WHAT IS EXPECTED: Write out all of the data exactly as it appears.

(Named object pointing entries)
########################################

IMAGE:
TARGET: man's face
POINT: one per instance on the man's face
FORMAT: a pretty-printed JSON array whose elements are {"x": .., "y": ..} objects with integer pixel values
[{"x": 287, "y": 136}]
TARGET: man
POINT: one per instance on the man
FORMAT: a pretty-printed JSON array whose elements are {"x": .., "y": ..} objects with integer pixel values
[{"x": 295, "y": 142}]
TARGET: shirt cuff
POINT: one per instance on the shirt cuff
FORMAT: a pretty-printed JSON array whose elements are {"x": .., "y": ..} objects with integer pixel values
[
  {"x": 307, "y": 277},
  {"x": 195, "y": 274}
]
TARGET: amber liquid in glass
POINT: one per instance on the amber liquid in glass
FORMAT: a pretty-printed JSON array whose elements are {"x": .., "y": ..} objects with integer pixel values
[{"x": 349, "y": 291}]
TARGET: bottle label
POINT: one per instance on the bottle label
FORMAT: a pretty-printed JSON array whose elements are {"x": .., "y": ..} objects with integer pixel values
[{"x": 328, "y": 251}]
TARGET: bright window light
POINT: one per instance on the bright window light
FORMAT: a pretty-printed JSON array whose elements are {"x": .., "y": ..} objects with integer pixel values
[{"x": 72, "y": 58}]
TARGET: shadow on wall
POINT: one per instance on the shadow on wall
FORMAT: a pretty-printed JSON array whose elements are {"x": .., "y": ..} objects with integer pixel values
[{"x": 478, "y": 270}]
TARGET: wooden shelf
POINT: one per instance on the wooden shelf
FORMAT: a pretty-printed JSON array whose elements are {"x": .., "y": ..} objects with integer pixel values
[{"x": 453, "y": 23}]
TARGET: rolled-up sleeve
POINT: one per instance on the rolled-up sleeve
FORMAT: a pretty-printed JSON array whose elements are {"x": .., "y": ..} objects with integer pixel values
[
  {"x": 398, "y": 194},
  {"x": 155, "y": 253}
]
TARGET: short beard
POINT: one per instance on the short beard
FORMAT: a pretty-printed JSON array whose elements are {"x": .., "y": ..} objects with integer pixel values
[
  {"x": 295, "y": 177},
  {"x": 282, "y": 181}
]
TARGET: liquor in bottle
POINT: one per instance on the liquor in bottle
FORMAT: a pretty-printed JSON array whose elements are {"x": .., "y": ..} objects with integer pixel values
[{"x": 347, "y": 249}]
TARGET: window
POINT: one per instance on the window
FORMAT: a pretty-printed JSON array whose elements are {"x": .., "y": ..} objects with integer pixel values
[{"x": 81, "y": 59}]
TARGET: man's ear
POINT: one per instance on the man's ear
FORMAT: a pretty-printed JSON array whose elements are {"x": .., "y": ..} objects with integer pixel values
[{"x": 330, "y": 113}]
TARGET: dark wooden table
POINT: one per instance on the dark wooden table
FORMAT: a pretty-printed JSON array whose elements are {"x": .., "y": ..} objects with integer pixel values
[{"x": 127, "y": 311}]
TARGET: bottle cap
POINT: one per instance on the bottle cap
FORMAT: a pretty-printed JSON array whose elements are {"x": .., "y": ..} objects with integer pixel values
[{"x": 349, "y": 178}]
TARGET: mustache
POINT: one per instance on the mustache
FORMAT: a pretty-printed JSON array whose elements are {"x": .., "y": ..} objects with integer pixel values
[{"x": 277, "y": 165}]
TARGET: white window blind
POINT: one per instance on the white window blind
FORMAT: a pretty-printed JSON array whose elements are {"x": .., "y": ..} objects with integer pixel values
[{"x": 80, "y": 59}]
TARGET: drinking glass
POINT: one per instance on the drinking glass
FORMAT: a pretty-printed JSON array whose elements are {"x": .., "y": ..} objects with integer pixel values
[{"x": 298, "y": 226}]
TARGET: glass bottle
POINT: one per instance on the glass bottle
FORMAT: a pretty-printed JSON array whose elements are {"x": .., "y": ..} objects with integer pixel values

########################################

COMPLETED TASK:
IMAGE:
TARGET: man's face
POINT: one per instance on the man's face
FORMAT: a pretty-printed JSON array whose elements are {"x": .., "y": ..} objects with integer pixel values
[{"x": 287, "y": 136}]
TARGET: man
POINT: one per instance on the man
FORMAT: a pretty-printed JSON array whose elements are {"x": .., "y": ..} objects with integer pixel values
[{"x": 295, "y": 142}]
TARGET: shirt cuff
POINT: one per instance on the shirt cuff
FORMAT: a pretty-printed JSON array whose elements are {"x": .., "y": ..} objects with integer pixel values
[
  {"x": 307, "y": 277},
  {"x": 195, "y": 274}
]
TARGET: amber liquid in glass
POINT: one per instance on the amber liquid in glass
FORMAT: a pretty-printed JSON array whose elements are {"x": .., "y": ..} objects with integer pixel values
[{"x": 349, "y": 291}]
TARGET: bottle label
POINT: one per instance on the bottle label
FORMAT: a pretty-printed JSON array whose elements are {"x": .., "y": ..} objects with integer pixel values
[{"x": 328, "y": 251}]
TARGET: bright window light
POINT: one per instance on the bright window light
FORMAT: a pretty-printed JSON array whose elements are {"x": .., "y": ..} objects with integer pixel values
[{"x": 72, "y": 58}]
TARGET: shadow on wall
POINT: one per instance on the shadow on wall
FORMAT: a pretty-printed JSON array whose elements are {"x": .., "y": ..} objects with integer pixel values
[{"x": 478, "y": 270}]
TARGET: wooden shelf
POINT: one per instance on the wooden shelf
FORMAT: a pretty-printed JSON array whose elements are {"x": .., "y": ..} objects with integer pixel values
[{"x": 453, "y": 23}]
TARGET: rolled-up sleeve
POINT: one per instance on the rolled-up sleeve
FORMAT: a pretty-printed JSON array whose elements are {"x": .., "y": ..} objects with integer pixel values
[
  {"x": 398, "y": 194},
  {"x": 155, "y": 253}
]
TARGET: short beard
POINT: one per instance on the short beard
FORMAT: a pretty-printed JSON array whose elements are {"x": .., "y": ..} objects with integer pixel values
[
  {"x": 295, "y": 177},
  {"x": 282, "y": 181}
]
TARGET: liquor in bottle
POINT: one per instance on the liquor in bottle
FORMAT: a pretty-printed JSON array whose elements are {"x": .., "y": ..} objects with integer pixel values
[{"x": 347, "y": 249}]
TARGET: window
POINT: one per instance on the window
FORMAT: a pretty-printed JSON array whose elements are {"x": .., "y": ..} objects with integer pixel values
[{"x": 81, "y": 59}]
TARGET: man's ear
POINT: one per instance on the man's ear
FORMAT: a pretty-printed JSON array whose elements are {"x": .., "y": ..} objects with integer pixel values
[{"x": 330, "y": 113}]
TARGET: dark wooden table
POINT: one per instance on the dark wooden table
FORMAT: a pretty-printed JSON array whose elements are {"x": .., "y": ..} objects with integer pixel values
[{"x": 127, "y": 311}]
TARGET: bottle cap
POINT: one per instance on the bottle cap
FORMAT: a pretty-printed JSON array whose elements are {"x": .., "y": ..} objects with integer pixel values
[{"x": 349, "y": 178}]
TARGET: mustache
POINT: one per instance on the mustache
FORMAT: a pretty-printed JSON array whose elements are {"x": .., "y": ..} objects with integer pixel values
[{"x": 277, "y": 165}]
TARGET: white window blind
POINT: one per instance on the white window blind
FORMAT: a pretty-printed JSON array whose elements are {"x": .., "y": ..} objects with integer pixel values
[{"x": 80, "y": 59}]
TARGET: drinking glass
POINT: one per instance on the drinking glass
FORMAT: a pretty-printed JSON array whose elements are {"x": .., "y": ..} objects with integer pixel values
[{"x": 298, "y": 226}]
TARGET: glass bottle
POINT: one per instance on the glass bottle
FORMAT: a pretty-printed JSON array whose elements are {"x": .., "y": ..} objects with integer pixel values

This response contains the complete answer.